Lucky are you.

Lucky are those who know exactly what to do with their lives — those who have it all figured out, those who get to choose and pursue what they want to become.

I have dreamed of becoming a bunch of different things.

  1. For the desire of imparting my knowledge (or maybe imposing my know-it-all tendencies to others), I wanted to become a teacher.
  2. For yearning of all things fair and just, I wanted to become a lawyer.
  3. For being innately curious and inquisitive, I wanted to be a scientist.
  4. For the love of the complexity of the human brain and behavior, I wanted to become a psychologist.. or maybe a neurologist.
  5. For the fancy of solving crimes, I wanted to be a forensic scientist.
  6. For my newly found passion in cooking, I wanted to be a chef.
  7. For my excellence in chemistry, I wanted to pursue pharmacy or something in line with that.

I never dreamed of becoming a nurse, not even for one bit. I would say it was a last minute decision when I finally got qualified in a college where my other friends are going and since everyone were taking up nursing, so I did.

I had a chance to back out but my parents believed that I would make a good nurse..aside from the reason that it was the most practical decision to make. I wasn’t totally that bad when I was a student. My compassion and caring attitude are genuine. I had great critical thinking skills.

Data entries

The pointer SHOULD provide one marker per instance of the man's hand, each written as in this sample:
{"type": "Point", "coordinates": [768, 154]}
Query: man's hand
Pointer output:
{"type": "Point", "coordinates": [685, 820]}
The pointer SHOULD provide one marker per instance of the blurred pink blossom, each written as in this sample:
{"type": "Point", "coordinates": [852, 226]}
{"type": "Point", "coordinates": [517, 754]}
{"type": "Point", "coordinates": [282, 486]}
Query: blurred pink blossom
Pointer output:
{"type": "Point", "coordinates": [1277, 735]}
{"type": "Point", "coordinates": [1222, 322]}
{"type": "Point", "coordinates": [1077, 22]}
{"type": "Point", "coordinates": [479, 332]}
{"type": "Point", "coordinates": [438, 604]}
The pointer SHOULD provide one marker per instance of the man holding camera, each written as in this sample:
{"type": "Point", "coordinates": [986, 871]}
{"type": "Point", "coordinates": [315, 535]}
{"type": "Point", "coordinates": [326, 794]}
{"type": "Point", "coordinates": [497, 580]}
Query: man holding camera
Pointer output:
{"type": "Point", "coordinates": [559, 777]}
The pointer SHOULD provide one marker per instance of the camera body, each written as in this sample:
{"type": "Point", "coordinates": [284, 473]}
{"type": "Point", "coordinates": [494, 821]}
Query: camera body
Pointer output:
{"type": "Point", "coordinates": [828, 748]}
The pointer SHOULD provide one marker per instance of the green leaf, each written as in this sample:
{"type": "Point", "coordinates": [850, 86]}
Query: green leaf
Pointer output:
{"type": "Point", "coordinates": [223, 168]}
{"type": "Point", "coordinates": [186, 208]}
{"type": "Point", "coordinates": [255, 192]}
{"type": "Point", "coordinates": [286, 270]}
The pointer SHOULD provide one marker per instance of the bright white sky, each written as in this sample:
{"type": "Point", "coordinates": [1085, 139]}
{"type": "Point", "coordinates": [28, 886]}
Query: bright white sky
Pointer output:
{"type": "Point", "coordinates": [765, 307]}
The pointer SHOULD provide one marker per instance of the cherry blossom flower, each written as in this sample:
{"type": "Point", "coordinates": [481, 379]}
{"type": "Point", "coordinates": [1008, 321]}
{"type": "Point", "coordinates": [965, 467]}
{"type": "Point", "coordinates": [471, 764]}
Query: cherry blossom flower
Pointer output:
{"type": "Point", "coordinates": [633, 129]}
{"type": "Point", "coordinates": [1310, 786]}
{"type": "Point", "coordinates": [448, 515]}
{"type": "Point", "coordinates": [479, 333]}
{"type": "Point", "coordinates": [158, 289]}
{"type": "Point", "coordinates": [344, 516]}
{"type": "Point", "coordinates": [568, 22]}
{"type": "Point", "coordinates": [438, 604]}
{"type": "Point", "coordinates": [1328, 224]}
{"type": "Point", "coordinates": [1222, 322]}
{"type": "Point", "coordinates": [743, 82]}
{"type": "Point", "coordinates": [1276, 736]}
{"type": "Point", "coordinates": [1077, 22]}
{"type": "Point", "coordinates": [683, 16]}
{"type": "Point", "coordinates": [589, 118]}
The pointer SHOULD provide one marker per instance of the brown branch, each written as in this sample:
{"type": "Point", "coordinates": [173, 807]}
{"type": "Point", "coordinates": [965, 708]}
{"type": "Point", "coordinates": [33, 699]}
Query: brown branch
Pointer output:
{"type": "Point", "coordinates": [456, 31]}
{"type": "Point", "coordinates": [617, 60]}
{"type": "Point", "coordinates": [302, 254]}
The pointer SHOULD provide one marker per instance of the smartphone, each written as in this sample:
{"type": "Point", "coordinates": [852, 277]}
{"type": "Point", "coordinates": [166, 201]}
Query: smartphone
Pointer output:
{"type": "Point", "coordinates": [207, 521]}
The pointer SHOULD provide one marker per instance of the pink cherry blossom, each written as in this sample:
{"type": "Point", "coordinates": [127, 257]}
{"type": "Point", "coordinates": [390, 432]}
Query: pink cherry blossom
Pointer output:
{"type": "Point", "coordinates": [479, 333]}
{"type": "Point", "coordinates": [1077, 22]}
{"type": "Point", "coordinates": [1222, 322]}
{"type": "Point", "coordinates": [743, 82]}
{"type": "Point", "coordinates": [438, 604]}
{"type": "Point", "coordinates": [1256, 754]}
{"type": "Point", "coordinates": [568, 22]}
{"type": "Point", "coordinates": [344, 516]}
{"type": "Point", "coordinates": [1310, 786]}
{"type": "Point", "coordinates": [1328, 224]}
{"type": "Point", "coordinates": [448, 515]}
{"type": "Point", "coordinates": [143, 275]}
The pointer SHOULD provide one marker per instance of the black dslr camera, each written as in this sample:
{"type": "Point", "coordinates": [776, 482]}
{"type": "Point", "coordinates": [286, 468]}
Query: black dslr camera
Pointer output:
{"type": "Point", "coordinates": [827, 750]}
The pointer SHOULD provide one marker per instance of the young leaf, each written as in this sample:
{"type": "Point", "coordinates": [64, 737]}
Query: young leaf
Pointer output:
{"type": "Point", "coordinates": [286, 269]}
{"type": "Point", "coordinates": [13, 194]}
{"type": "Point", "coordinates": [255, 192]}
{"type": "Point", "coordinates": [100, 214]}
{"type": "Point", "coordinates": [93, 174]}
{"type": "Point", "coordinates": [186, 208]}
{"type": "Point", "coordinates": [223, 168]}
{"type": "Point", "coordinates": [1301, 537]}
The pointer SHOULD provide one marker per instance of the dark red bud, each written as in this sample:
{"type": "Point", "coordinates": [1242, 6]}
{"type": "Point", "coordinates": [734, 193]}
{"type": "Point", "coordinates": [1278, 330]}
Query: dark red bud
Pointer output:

### Problems to work on
a - In the essay about career dreams and nursing, which path did the writer want to pursue because of excelling in chemistry?
b - Write the next part of the essay about career dreams and nursing, picking up right after its final sentence.

### Answers for the tasks
a - Pharmacy, or something in line with that.

b -
It just took one split-second emergency situation that changed my whole perspective about nursing. A patient was supposed to be suctioned through his ET tube and my instructor told me to do it. I was held on my tracks as I have never done the skill before and I wasn’t confident. My instructor started screaming at me and she decided to do it. As she did, she must have triggered the patient’s Valsalva maneuver and her suctioning caused cardiac arrest on the patient. I froze and realized what damage I would have caused if I did it.

Since then, I’ve always became anxious handling critically-ill patients. Any second, an emergency can arise and I wasn’t too confident being a first responder. I’ve never regained my greatness back and for this, I always thought..is nursing really for me?

As I said, I can be a bunch of different things but I can’t just abandon what I’ve started in my nursing career and choose to go for the things I really want. I know it sounds wrong not to have a “choice” but really, I don’t. A lot of people depend on me once I reach the ultimate goal.

So again, lucky are you who are in pursuit of the things you want.